List every line of the material that contains the word "keypoint".

* BEGIN SUPPLIED ENTRIES *

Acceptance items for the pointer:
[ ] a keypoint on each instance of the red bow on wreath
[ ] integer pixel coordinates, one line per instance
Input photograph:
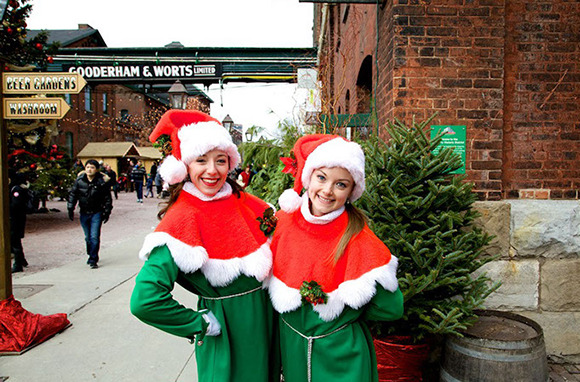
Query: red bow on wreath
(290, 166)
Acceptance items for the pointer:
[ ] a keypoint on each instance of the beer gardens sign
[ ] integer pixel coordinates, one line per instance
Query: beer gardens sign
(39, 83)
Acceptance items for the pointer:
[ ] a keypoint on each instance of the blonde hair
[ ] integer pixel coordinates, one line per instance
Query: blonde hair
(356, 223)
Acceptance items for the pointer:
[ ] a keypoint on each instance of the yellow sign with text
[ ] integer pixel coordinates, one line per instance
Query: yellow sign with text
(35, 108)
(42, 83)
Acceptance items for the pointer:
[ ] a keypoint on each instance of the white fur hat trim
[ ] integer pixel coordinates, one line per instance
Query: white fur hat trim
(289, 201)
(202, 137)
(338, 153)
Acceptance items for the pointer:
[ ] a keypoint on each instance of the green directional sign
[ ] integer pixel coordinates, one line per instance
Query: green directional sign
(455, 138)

* END SUPPLIED ENTRIES *
* BEGIN SUPPLIED ENTRIES *

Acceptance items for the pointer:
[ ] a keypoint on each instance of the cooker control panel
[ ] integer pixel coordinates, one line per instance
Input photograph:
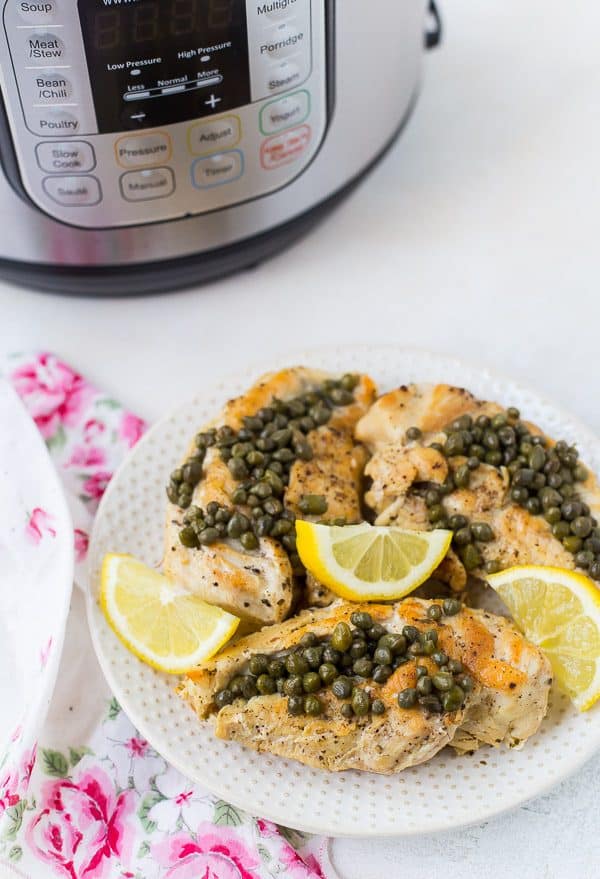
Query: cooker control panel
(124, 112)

* END SUPPLIED ENTRIES *

• [RESULT BELOW]
[ ] a keypoint on each instance of the red bow on wreath
[ ] a keypoint on each instance of the beer gardens sign
[ ] a keypoint on each instance of the blonde hair
[ ] a keypoint on each instance of the yellow sign with text
[ ] a keypoint on each instance of the white fur hat trim
[ ] a keypoint on each instance of the green directional sign
[ ] a keypoint on each instance of the cooker control panel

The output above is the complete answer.